*GIVEN INFORMATION:*

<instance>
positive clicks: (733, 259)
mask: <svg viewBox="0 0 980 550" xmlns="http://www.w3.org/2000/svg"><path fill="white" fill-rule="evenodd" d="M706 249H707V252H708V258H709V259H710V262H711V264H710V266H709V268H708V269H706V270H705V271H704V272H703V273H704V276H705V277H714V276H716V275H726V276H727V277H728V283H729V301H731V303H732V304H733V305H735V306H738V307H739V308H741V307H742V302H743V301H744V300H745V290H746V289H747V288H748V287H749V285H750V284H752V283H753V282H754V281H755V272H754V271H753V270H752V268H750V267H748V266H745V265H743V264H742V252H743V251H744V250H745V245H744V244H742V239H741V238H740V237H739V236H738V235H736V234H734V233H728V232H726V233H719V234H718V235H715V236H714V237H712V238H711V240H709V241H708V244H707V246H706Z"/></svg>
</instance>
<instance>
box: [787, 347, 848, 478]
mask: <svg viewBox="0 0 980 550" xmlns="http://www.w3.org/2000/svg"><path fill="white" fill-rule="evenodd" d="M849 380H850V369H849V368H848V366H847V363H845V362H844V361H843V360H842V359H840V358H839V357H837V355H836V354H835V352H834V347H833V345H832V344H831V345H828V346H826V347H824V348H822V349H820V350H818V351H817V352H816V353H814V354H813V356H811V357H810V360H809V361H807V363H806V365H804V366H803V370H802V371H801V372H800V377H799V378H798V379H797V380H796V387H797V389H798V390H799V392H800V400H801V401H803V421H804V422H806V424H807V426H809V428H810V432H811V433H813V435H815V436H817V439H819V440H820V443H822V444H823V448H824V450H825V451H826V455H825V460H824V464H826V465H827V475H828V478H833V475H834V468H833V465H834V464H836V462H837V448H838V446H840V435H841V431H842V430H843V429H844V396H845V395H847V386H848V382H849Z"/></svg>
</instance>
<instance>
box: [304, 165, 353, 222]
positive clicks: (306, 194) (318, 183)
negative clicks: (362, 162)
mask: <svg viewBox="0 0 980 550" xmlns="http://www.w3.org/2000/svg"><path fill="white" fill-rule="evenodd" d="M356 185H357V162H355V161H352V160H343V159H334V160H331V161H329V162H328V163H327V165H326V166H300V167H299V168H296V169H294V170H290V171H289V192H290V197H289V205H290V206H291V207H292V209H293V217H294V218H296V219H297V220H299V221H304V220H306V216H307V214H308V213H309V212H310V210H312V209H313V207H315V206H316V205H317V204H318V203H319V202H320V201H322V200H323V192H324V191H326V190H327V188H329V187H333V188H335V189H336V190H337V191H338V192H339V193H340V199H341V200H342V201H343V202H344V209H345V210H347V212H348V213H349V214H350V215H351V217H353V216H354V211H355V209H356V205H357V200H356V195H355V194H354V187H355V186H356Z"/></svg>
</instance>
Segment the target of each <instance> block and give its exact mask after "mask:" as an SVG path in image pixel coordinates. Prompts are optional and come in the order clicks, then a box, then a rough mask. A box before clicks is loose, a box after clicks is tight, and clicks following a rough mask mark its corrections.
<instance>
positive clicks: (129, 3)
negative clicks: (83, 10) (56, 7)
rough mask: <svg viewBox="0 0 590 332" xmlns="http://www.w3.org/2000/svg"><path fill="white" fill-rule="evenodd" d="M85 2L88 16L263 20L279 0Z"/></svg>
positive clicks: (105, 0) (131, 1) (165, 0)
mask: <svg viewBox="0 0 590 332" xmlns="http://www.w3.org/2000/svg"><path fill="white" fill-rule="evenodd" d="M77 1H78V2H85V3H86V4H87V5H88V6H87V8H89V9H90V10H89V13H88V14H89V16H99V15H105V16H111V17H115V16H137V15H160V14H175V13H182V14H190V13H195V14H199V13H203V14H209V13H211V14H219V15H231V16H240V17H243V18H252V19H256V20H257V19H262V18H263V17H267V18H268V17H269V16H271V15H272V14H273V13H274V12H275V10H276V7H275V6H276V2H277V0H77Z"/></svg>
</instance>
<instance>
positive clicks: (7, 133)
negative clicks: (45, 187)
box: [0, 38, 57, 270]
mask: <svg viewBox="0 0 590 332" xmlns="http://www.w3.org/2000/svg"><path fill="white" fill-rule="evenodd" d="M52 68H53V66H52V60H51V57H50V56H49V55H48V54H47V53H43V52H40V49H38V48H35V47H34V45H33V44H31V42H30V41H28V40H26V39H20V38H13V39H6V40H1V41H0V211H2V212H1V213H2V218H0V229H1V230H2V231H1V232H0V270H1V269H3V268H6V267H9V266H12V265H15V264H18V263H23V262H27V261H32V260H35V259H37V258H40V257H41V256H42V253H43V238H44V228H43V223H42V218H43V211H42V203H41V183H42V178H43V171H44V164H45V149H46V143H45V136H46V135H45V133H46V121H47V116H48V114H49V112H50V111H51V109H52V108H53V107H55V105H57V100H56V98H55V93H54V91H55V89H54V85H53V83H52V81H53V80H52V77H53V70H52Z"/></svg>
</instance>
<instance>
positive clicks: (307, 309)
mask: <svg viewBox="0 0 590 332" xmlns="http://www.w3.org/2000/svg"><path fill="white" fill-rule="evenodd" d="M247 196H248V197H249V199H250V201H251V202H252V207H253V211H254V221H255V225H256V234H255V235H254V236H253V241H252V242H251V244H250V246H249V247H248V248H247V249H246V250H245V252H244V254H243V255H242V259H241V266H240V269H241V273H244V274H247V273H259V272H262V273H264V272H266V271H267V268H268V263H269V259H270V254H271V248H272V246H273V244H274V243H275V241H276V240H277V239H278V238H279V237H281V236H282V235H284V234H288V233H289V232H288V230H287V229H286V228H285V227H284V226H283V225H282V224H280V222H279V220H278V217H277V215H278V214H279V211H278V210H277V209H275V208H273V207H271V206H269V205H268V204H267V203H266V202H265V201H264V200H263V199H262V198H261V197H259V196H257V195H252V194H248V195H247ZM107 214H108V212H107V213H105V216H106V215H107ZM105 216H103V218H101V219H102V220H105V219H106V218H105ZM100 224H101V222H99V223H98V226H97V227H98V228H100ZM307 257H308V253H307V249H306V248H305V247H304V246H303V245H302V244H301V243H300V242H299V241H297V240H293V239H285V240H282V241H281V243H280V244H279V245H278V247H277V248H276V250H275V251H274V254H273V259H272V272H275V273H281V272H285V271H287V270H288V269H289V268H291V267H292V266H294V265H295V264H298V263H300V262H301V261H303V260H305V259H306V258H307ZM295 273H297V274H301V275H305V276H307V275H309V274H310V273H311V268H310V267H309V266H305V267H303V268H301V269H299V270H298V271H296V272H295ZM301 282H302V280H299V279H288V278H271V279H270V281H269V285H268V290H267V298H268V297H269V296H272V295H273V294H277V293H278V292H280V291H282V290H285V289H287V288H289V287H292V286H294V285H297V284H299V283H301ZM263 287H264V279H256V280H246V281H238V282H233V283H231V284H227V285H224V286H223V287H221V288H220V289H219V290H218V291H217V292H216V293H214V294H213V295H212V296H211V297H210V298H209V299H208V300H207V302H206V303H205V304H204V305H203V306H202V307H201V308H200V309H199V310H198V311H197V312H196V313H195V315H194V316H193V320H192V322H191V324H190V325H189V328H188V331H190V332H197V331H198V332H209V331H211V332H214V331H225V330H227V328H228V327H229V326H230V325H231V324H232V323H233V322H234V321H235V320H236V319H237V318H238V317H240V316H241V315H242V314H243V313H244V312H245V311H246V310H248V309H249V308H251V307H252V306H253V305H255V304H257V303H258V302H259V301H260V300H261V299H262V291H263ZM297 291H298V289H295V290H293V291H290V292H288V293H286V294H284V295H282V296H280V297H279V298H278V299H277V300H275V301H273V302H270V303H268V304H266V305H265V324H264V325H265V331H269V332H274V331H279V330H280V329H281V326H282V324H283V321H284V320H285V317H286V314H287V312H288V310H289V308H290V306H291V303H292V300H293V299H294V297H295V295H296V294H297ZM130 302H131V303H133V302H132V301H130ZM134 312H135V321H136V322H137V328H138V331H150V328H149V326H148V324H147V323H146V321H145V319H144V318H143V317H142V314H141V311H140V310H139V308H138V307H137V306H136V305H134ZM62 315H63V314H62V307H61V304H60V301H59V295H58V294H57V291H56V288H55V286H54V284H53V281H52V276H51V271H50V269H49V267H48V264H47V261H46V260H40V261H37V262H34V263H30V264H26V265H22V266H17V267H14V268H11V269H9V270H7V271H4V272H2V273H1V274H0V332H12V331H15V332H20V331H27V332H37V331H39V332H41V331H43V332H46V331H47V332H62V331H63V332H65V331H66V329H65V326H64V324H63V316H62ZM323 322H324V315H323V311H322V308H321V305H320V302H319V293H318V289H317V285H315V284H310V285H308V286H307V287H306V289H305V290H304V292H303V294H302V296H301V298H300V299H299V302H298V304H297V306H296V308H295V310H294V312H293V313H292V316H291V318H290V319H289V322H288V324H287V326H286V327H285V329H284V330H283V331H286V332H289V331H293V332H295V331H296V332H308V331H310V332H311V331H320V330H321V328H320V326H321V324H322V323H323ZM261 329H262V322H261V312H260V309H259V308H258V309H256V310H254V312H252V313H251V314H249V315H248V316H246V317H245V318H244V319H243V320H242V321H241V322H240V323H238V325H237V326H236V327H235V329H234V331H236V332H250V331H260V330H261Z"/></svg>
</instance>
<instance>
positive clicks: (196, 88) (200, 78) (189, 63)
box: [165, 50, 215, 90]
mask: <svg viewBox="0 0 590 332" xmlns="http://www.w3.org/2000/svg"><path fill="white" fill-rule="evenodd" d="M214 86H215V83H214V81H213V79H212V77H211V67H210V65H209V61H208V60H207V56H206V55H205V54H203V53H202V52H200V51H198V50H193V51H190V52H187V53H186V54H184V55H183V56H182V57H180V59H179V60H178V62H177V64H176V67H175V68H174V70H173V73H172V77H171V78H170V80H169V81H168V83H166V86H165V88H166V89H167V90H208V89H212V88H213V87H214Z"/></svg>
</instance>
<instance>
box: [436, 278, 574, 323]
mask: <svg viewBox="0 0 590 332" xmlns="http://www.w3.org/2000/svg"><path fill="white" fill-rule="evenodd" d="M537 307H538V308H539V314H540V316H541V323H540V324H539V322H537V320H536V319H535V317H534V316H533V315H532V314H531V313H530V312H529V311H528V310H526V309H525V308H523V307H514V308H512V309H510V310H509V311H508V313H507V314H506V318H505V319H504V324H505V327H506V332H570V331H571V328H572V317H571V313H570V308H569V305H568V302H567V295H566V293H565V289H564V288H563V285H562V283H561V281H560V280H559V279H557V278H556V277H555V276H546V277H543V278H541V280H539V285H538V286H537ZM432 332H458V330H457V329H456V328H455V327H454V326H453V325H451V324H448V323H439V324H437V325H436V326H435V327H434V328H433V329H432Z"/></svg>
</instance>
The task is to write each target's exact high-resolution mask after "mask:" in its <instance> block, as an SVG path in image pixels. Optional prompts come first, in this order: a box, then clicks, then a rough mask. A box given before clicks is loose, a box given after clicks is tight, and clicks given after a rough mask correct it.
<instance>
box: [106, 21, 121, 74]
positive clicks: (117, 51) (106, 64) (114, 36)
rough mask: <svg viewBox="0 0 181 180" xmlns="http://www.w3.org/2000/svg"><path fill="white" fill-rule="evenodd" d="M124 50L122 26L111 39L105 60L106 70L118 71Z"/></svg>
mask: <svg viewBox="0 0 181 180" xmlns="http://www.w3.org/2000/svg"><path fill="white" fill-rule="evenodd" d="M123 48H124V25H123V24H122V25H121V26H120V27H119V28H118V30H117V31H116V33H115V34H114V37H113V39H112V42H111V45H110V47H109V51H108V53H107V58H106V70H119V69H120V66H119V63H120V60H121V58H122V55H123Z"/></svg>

*WHAT YOU WILL DO:* Count the lines of the rows that contain the string "after". Reply with the number alone.

*ANSWER SECTION:* 2